What to work on: Set down the material below in full, matching it exactly.

Dataset entries:
□ □ □ □ □ □ □

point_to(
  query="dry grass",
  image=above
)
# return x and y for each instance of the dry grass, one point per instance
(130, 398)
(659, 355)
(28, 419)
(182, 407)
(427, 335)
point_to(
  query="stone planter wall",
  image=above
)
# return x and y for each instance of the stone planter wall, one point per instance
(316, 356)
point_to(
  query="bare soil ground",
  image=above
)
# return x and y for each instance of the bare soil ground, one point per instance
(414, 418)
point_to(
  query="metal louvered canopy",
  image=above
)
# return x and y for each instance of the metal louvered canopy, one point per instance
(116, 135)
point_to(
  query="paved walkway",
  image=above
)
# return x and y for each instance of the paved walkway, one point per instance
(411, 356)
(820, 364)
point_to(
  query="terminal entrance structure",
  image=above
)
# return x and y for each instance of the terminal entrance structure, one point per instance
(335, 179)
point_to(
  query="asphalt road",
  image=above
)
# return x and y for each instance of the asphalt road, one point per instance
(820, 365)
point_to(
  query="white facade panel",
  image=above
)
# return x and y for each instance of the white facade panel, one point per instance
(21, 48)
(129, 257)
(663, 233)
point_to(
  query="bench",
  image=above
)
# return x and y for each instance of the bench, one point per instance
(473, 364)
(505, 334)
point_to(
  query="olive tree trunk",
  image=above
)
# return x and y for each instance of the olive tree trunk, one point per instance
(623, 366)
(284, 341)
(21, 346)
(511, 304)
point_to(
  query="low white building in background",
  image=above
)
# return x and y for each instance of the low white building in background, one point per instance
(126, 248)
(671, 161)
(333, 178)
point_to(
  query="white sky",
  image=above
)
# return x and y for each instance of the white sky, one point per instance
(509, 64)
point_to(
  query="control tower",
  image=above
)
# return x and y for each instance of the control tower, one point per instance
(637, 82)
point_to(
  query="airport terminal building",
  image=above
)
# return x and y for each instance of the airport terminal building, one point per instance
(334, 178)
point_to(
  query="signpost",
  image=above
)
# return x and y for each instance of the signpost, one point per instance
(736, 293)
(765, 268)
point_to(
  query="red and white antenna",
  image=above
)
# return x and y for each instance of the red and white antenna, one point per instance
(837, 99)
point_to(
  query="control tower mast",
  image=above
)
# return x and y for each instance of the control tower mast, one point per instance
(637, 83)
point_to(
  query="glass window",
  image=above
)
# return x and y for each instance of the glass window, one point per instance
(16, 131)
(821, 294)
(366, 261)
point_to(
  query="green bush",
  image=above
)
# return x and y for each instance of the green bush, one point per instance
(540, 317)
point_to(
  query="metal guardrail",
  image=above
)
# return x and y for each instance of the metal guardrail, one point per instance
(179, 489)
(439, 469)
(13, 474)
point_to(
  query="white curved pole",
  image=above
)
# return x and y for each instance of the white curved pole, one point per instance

□ □ □ □ □ □ □

Output below:
point_to(
  query="dry grass",
  image=above
)
# return x and y for each instance of the dry grass, one point per instance
(130, 398)
(659, 355)
(28, 419)
(182, 407)
(427, 335)
point_to(
  query="stone planter wall",
  image=above
)
# return x and y for each instance of the stone planter wall, one point per instance
(316, 356)
point_to(
  query="bare soil ground",
  image=above
)
# return x and y for each instance of the bare soil ground, one point per instance
(414, 418)
point_to(
  query="metal louvered canopy",
  image=above
)
# return x and y for each instance of the metal louvered canopy, one point per instance
(116, 135)
point_to(
  query="paved walkway",
  image=above
)
# return x and y for each instance of the paved walkway, one point per instance
(411, 356)
(820, 364)
point_to(
  query="terminal entrance structure",
  image=above
)
# return x and y for each instance of the terminal entrance structure, one point per instance
(335, 179)
point_to(
  query="asphalt road",
  image=above
)
# return x and y for each instance of the asphalt road, one point per instance
(820, 365)
point_to(
  query="white facade panel",
  image=above
)
# return x and y for each instance of the white facade panel, one point per instance
(21, 48)
(129, 257)
(663, 233)
point_to(
  query="bench",
  image=above
)
# return x and y for each instance of the bench, one point per instance
(473, 364)
(505, 334)
point_to(
  query="olive tree trunk",
  image=above
)
# return x and y for each instance of the olive tree trunk, one point per instance
(623, 366)
(284, 341)
(21, 346)
(511, 304)
point_to(
  query="low white building in background",
  image=above
)
# return x and y for each instance of the low white building in background, one point per instance
(126, 248)
(671, 161)
(333, 178)
point_to(
  query="white sky",
  image=above
)
# return x and y for each instance of the white sky, one point per instance
(509, 64)
point_to(
  query="control tower",
  image=above
)
# return x and y for each instance of the control tower, one point per instance
(637, 82)
point_to(
  query="airport terminal building",
  image=above
)
# return x and y for each instance of the airport terminal building, one point per instance
(334, 178)
point_to(
  query="signpost",
  image=above
)
# return x and y for each instance of the signpost, one point per instance
(736, 293)
(765, 268)
point_to(
  query="red and white antenna",
  image=above
)
# return x and y for each instance of the red and white antenna, one point per instance
(837, 99)
point_to(
  query="control tower mast",
  image=above
)
# return x and y for each instance of the control tower mast, one point per instance
(637, 83)
point_to(
  query="glass window",
  image=above
)
# return x and y for each instance of the glass window, one point per instance
(16, 131)
(821, 294)
(366, 261)
point_to(
  query="green bush",
  image=above
)
# return x and y for each instance of the green bush, one point per instance
(540, 317)
point_to(
  query="metal guardrail",
  image=above
)
# return x and y for each instance of the metal guardrail, one point per instance
(179, 489)
(439, 469)
(13, 474)
point_to(
  query="white curved pole",
  image=above
)
# return x and y for each instance of the white curved pole, one point per instance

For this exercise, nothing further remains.